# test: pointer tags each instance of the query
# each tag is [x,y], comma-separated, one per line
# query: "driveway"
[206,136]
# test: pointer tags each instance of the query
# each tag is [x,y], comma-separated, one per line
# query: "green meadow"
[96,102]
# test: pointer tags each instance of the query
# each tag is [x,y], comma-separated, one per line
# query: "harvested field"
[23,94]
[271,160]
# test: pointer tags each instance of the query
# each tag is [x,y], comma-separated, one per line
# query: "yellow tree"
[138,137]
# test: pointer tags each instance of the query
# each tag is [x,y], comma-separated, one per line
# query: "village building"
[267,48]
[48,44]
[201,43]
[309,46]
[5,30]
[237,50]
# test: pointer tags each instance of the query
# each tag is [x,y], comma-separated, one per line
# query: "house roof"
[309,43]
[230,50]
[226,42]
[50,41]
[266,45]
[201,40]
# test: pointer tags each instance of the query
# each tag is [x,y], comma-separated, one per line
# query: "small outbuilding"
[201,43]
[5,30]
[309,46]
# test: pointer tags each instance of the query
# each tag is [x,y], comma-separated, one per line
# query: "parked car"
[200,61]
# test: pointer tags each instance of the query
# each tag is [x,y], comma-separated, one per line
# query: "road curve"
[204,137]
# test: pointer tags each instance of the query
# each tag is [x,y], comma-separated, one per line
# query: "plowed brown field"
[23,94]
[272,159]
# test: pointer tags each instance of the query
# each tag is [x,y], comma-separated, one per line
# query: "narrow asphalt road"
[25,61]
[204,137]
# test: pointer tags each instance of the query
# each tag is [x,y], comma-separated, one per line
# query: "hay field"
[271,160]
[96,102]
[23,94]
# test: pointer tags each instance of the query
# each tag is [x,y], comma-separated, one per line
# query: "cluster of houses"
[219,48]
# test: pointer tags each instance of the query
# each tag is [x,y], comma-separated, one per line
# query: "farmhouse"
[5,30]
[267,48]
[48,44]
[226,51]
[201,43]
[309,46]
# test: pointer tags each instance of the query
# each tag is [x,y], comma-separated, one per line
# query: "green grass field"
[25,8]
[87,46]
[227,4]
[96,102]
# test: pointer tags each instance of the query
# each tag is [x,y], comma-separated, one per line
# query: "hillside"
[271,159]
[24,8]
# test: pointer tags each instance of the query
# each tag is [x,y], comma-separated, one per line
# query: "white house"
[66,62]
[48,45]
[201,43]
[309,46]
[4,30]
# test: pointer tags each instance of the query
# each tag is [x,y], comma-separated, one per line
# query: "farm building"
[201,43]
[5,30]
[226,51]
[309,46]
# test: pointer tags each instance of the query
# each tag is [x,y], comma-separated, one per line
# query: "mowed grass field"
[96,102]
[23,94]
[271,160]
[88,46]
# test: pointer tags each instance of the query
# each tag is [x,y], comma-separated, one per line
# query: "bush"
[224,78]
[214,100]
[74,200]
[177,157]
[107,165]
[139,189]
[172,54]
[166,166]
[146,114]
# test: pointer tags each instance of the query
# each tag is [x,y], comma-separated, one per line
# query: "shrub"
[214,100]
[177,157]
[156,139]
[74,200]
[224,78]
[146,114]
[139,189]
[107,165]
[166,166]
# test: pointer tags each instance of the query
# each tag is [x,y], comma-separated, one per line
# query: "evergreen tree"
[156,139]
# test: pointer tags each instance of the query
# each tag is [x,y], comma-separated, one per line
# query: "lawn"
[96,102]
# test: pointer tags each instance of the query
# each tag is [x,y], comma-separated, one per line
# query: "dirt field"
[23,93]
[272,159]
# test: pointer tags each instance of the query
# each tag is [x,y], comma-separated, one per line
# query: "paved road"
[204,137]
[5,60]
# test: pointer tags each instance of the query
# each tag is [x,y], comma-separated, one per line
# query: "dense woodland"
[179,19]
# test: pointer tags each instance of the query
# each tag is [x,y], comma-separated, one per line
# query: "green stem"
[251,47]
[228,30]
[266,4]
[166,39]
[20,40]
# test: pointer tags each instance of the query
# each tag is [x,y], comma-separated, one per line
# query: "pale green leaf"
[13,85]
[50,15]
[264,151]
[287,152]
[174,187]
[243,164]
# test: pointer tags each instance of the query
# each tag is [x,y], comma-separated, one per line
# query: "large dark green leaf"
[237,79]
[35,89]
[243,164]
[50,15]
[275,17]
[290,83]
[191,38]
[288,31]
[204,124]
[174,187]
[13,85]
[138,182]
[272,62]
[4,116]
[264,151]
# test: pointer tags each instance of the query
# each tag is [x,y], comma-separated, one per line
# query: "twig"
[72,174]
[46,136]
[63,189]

◆ ◆ ◆ ◆ ◆ ◆ ◆

### What is expected:
Locate every line in the records that contains the string "road" and copy each one out. Case counts.

### Result below:
# query: "road curve"
# query: "narrow asphalt road"
# query: "paved road"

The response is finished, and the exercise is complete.